• [Exercise passage]:
Start of Block

My family is incredibly important to me. There isn’t much I wouldn’t do for any
member of my family, especially my kids. I’m a mom to two young adult children — an empty nester, as they say.
Being an empty nester can be an emotional rollercoaster. Early on, I found myself still wanting to support my kids both emotionally and financially. That’s our calling, right? But now, a few years removed from my youngest child going off on his own after grad school, I’m proud to say I’ve struck the right balance between supporting my kids in any way they need and sitting back to let them figure it out.
Essentially, I’m giving my kids the necessary space to hone those important life skills of independence, communication, critical-thinking, and resilience. For me, witnessing my children morph into productive and respected members of society means I was a successful parent.
We all know parenting presents so many challenges and joys along the way. I have always appreciated that journey — watching them develop into the individuals they have become. I always thought becoming an empty nester would mean I would have a lesser role in their lives, but that’s not really the case. It’s just a different role.
Sure, the times that we spend together now are vastly different than when they were younger learning to tie shoes, ride bikes, or even finding and adjusting to their respective colleges. Back then, I was present as a provider for their everyday needs. But now I’m more like the confidante, or the loving coach or guide providing sage advice when asked (at least in my mind it’s “sage”). Of course, I’m still their biggest cheerleader for all those milestone moments – that will never change. But they are making life happen on their terms.
Here’s a good example: My son earned his master’s degree a few years ago and was well-established with a great job. Recently, however, he opted to change careers, which meant finding a new job and moving to a new, bigger city.
I was so proud watching him navigate the process of finding his new job and new apartment. Not only was I excited to learn he had given himself a budget, but also that he had created a spreadsheet to capture and track important amenities and expenses. I was blessed to be included in a small part of his new journey, as he invited me on several apartment visits that he had researched. I was truly just “along for the ride” watching him ask all the important questions and make the final decision...and loving every minute of it.
If there’s a test out there to evaluate how successful I was with my parenting skills, I have not found it. But even if such a review existed, I am certain that my judgment would be clouded a bit. For me, seeing my children make their own decisions while learning about adulting seems to be the best assessment.

End of Block

• [Dataset]:
Start of Block

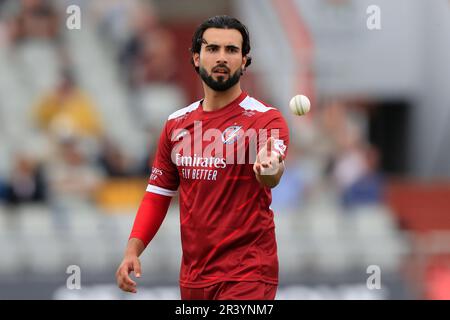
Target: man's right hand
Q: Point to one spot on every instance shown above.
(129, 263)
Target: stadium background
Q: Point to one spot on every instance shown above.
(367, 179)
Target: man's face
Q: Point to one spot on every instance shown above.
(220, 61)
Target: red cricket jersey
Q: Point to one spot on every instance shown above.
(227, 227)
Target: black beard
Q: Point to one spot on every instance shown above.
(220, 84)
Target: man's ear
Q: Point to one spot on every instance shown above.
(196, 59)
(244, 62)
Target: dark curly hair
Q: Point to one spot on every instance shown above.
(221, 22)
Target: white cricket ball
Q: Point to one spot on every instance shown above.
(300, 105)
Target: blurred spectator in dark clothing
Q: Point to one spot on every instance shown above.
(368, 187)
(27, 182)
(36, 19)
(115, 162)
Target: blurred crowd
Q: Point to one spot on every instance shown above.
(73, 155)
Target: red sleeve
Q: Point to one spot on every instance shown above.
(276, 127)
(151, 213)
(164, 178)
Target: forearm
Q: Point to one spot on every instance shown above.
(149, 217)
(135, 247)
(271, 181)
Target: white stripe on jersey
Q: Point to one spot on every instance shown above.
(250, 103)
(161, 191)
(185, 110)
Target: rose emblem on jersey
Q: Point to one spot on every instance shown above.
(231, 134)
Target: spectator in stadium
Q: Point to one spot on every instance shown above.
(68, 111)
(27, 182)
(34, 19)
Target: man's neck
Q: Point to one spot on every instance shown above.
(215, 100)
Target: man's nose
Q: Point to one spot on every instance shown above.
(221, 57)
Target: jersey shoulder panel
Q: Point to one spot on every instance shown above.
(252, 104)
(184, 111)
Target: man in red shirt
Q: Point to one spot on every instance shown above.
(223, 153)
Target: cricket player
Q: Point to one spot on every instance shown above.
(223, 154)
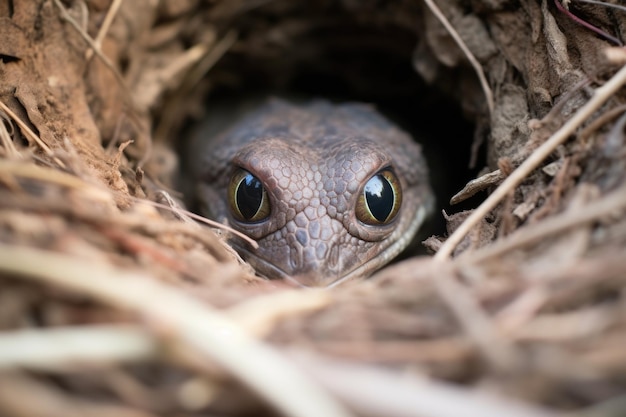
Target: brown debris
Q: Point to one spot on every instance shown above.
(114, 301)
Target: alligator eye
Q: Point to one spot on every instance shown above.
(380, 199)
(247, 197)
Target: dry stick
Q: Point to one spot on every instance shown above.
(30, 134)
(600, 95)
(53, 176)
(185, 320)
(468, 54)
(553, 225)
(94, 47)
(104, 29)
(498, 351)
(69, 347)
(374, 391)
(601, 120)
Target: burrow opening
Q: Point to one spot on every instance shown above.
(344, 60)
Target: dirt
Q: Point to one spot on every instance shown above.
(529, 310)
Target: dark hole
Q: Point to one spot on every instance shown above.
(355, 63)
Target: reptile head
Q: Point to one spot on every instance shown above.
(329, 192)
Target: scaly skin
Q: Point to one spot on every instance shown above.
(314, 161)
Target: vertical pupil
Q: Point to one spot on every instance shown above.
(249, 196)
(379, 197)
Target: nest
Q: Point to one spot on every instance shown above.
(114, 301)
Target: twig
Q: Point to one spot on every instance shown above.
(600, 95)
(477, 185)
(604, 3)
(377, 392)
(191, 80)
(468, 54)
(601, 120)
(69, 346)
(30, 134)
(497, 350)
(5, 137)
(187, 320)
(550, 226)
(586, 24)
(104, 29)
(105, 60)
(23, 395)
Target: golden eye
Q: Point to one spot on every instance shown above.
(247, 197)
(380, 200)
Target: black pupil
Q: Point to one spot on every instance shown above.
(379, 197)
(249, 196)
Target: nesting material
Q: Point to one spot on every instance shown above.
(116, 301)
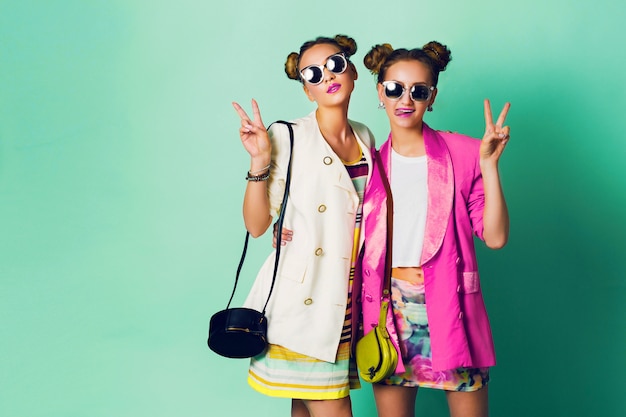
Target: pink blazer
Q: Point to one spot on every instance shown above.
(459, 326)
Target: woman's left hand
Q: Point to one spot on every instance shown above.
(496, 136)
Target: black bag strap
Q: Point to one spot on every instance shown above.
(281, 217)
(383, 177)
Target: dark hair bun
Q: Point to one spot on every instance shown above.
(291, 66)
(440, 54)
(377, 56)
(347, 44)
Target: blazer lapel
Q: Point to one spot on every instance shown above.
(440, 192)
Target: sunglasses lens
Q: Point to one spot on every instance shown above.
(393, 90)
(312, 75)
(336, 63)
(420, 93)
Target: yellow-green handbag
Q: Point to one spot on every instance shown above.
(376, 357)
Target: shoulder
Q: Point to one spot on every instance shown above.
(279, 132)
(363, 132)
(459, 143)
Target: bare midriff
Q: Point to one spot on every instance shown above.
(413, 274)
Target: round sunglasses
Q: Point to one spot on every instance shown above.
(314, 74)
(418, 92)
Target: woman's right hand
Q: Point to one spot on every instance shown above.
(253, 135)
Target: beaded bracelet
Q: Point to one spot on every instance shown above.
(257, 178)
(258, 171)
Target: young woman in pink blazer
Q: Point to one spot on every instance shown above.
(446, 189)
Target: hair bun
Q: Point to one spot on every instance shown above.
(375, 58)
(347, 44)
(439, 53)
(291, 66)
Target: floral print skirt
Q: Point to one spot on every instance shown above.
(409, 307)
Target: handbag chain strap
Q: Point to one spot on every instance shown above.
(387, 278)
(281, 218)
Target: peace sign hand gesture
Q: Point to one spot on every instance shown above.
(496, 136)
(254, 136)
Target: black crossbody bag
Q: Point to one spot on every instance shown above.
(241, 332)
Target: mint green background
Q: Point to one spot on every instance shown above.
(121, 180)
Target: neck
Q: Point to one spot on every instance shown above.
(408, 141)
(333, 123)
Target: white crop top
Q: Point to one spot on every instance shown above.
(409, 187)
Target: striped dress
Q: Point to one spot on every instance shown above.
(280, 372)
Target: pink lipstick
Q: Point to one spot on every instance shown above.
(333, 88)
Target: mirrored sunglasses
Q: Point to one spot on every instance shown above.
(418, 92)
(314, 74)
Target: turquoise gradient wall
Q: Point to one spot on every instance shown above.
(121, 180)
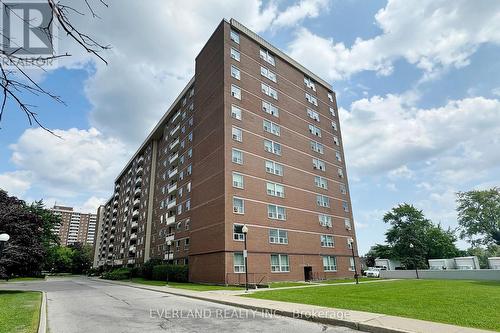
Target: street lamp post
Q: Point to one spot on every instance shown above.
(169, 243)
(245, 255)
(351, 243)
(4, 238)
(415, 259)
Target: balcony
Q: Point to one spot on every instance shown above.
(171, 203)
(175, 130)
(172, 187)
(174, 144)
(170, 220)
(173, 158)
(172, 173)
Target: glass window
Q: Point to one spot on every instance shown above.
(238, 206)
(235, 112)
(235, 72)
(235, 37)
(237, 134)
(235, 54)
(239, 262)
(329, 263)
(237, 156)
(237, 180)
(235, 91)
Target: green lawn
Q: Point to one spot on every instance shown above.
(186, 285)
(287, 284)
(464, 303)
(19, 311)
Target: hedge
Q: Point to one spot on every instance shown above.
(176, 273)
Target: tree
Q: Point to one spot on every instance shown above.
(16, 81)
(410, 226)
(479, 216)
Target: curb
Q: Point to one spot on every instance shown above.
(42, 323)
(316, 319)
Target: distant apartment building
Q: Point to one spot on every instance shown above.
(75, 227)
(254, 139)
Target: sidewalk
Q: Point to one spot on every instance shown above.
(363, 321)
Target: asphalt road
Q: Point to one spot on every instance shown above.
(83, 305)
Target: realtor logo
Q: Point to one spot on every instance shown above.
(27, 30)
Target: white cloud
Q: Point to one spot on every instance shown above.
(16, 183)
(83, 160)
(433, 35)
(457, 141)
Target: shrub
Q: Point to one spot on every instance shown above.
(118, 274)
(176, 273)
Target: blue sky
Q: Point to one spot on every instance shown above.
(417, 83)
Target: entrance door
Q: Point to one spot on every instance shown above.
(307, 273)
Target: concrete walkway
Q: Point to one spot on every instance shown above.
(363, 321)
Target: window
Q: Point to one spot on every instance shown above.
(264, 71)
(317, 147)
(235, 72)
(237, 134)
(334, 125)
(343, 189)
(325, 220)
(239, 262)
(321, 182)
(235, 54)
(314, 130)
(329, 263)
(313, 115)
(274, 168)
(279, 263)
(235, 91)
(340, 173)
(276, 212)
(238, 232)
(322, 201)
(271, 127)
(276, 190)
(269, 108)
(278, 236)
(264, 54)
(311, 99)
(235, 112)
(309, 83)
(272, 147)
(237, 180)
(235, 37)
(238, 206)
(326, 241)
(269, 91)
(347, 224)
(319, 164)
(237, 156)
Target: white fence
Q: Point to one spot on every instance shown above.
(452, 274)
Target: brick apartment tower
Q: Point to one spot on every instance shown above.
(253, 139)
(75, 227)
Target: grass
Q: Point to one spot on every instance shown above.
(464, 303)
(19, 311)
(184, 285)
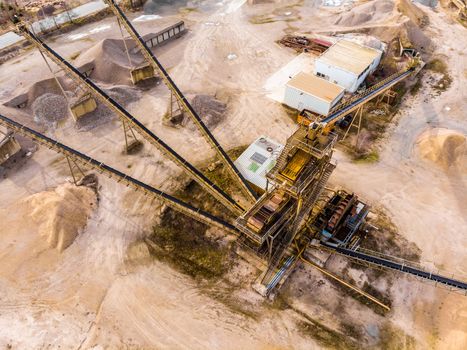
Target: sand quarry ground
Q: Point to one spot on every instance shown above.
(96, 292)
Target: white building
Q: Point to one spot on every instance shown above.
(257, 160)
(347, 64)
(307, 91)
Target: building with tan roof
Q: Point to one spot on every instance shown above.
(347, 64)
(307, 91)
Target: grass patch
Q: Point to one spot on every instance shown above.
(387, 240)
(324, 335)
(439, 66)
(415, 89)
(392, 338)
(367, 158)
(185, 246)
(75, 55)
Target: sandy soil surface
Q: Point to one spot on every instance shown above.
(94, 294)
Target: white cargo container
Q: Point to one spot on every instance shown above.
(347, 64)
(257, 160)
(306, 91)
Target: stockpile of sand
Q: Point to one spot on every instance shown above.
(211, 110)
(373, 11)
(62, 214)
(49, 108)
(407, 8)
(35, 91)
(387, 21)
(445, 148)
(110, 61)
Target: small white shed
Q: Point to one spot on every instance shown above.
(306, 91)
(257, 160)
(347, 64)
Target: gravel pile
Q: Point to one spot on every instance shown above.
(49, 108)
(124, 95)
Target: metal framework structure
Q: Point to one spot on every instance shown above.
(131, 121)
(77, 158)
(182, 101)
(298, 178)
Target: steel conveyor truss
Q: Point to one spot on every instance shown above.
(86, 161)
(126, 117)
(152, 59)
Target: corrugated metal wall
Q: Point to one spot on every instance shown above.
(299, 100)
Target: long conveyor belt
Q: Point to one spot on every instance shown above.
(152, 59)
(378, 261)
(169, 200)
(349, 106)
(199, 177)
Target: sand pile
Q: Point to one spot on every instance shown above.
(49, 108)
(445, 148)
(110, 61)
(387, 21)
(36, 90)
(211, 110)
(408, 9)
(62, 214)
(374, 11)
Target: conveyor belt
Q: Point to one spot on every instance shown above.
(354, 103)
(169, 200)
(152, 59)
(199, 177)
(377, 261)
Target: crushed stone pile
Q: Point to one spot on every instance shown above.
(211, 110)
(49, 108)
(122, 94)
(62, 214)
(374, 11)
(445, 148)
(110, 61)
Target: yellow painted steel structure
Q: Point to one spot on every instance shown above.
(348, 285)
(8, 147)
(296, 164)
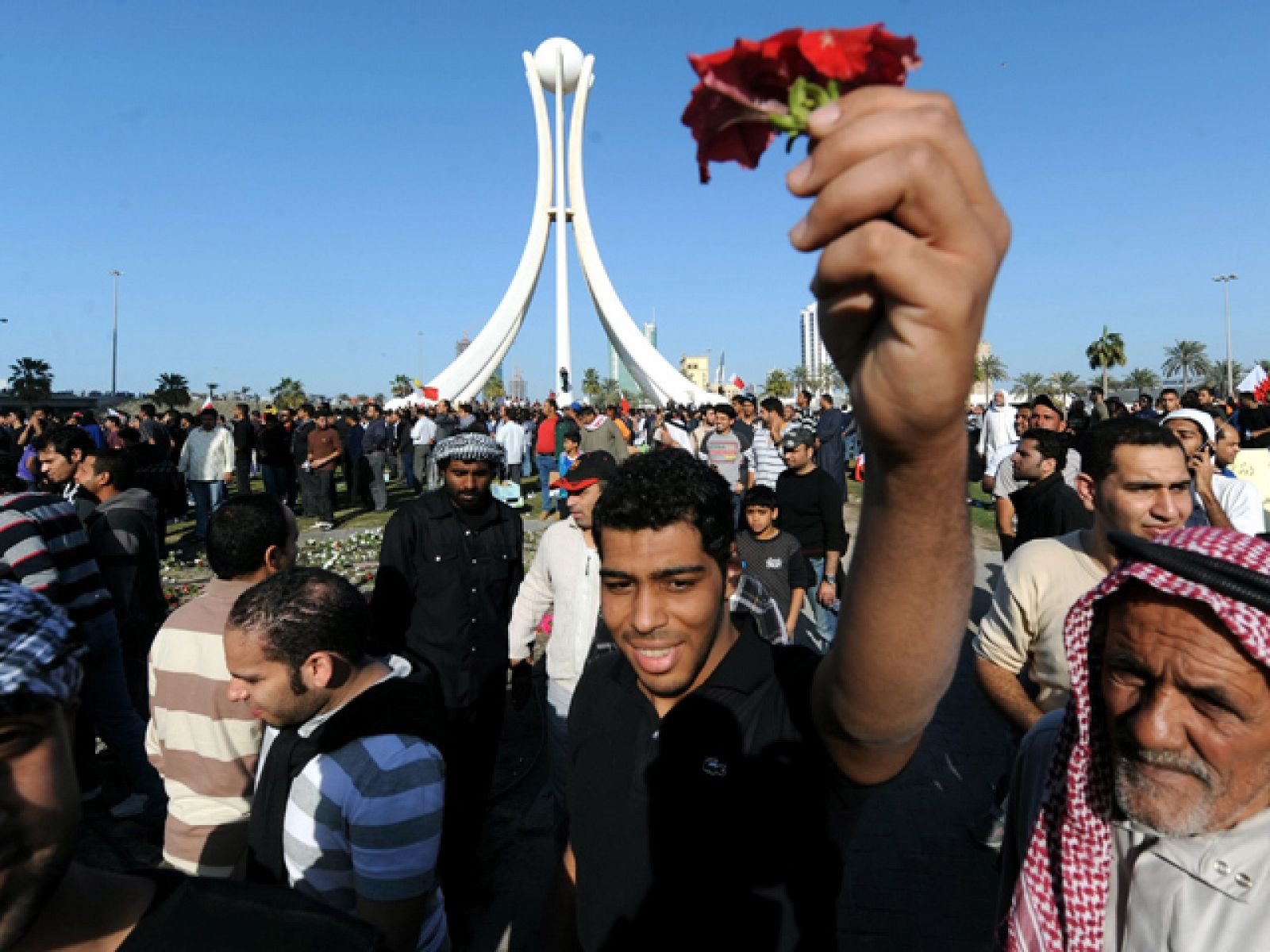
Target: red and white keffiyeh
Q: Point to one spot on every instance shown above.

End of Block

• [Exercise 1]:
Answer these questions using the essay on being an empty nester.
(a) How many children does the writer have?
(b) When did the writer's youngest child go off on his own?
(c) What did the son create to capture and track amenities and expenses?
• [Exercise 2]:
For each statement, say whether it agrees with the essay on being an empty nester, and quote the words from the essay that settle it.
(a) The writer once expected that becoming an empty nester would mean a lesser role in the children's lives.
(b) The writer made the final decision on the son's new apartment.
(c) The writer has found a test that evaluates how successful her parenting was.
• [Exercise 3]: Carry on the essay on being an empty nester from its last sentence.

• [Your response 1]:
(a) Two young adult children.
(b) After grad school.
(c) A spreadsheet.

• [Your response 2]:
(a) Yes: "I always thought becoming an empty nester would mean I would have a lesser role in their lives"
(b) No: "watching him ask all the important questions and make the final decision"
(c) No: "If there’s a test out there to evaluate how successful I was with my parenting skills, I have not found it."

• [Your response 3]:
And if you’re wondering what kind of “sage” advice a financial advisor like me would offer my son, as he navigated his new living situation, here are the main points:
1. Clarify Priorities
Clarify the importance of factors like proximity to work, access to public transportation, parking, and apartment amenities (like an on-site gym or rooftop gathering space).
2. Be Budget-Aware
Although what was important to his lifestyle was a bit different than my priority list, he had a strong perspective on budgeting, thought through any compromises based on his situation (not mine), and focused on staying within his financial limits. I always encourage young people to allow some financial wiggle room to save for their long-term aspirations.
3. Be Patient and Flexible
It had been a while since I went apartment hunting. I was quickly reminded how frustrating the experience can be, especially competing with many other would-be renters in a limited housing market constrained by high inflation. It’s a great opportunity to learn patience, flexibility, and compromise. You’ll know when they’ve found their “perfect” place by the look on their face.
4. Hone Your Negotiation Skills
As I mentioned, I was only along for the ride. I watched my son (or heard second-hand) as he advocated for himself in his discussions with various property managers. It was good practice for him to listen carefully, clearly communicate his needs and wants, consider the final offer, and land on a well-thought-out decision.
Although both of my children make me proud for countless reasons, I can’t help but smile about this experience. Watching your kids forge their own path toward financial independence is very rewarding, believe me.
So when the time comes when your kids are ready to launch from the family nest, just remember it’s a sign of a job well done, mom!